**RECORDS PROVIDED**
━━━━━━━━━━

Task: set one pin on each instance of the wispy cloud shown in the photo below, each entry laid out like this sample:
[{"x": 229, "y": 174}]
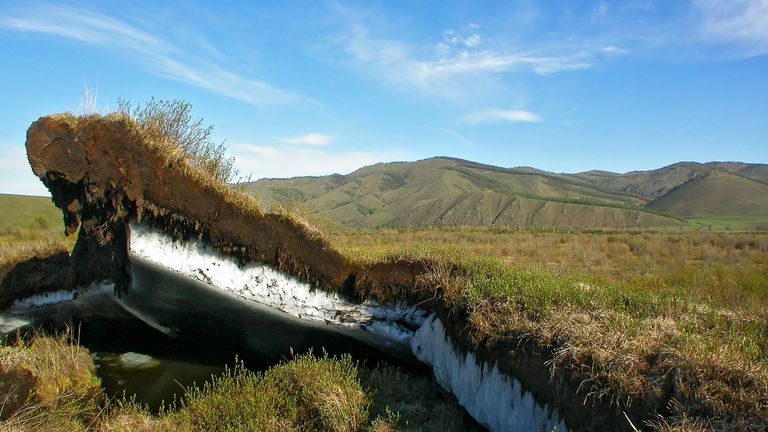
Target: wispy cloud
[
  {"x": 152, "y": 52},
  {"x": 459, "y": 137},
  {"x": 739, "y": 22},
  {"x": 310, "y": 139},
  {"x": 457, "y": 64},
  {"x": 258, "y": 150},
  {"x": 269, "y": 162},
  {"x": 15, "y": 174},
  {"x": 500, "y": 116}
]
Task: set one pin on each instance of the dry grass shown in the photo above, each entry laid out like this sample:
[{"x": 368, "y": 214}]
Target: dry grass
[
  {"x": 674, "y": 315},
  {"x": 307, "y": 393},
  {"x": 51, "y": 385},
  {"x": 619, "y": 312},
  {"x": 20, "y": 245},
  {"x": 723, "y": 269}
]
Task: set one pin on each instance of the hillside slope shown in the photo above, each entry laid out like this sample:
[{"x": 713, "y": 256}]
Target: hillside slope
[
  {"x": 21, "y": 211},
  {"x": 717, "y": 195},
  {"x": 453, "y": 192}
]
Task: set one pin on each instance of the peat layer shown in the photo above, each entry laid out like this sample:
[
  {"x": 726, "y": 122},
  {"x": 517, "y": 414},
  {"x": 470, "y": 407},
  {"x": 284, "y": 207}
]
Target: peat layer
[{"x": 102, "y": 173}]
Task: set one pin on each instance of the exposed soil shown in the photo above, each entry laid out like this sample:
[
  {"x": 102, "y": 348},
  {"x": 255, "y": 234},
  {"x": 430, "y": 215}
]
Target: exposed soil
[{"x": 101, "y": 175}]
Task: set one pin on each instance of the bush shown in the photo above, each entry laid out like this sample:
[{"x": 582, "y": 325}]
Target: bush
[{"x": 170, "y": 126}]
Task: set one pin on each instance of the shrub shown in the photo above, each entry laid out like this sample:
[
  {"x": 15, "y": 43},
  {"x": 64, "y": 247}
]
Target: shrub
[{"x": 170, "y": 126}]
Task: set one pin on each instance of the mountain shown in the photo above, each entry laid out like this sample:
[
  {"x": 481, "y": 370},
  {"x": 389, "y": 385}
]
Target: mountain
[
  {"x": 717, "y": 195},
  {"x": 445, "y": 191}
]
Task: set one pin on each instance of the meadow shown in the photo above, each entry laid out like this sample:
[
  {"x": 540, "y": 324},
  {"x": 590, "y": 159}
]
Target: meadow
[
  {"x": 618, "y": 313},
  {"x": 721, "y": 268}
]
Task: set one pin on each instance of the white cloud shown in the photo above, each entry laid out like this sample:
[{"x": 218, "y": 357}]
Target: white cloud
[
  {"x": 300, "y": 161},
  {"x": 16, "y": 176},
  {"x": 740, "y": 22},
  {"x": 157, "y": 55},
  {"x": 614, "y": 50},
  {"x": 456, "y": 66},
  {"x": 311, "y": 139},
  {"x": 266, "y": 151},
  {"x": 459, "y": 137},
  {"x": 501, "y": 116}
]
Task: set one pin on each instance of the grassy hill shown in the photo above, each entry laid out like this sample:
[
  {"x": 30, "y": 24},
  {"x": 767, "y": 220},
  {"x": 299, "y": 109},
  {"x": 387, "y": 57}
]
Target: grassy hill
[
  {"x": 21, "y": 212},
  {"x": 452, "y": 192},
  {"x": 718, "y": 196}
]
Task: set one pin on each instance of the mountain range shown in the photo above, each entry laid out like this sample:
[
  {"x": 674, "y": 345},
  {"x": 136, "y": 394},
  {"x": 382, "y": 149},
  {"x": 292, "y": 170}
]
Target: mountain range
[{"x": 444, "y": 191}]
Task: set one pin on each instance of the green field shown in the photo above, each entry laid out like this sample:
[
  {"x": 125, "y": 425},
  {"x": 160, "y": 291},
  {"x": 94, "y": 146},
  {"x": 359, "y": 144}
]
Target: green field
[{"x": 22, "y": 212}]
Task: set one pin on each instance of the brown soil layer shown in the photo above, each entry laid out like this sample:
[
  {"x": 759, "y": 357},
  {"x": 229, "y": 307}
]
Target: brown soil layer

━━━━━━━━━━

**WHAT TO DO**
Look through the entries above and find each line where the word "brown" occurs; copy those lines.

**EXPECTED ANSWER**
Task: set one pin on each instance of the brown soil layer shown in the photo above, each entry laid out like this sample:
Target: brown soil layer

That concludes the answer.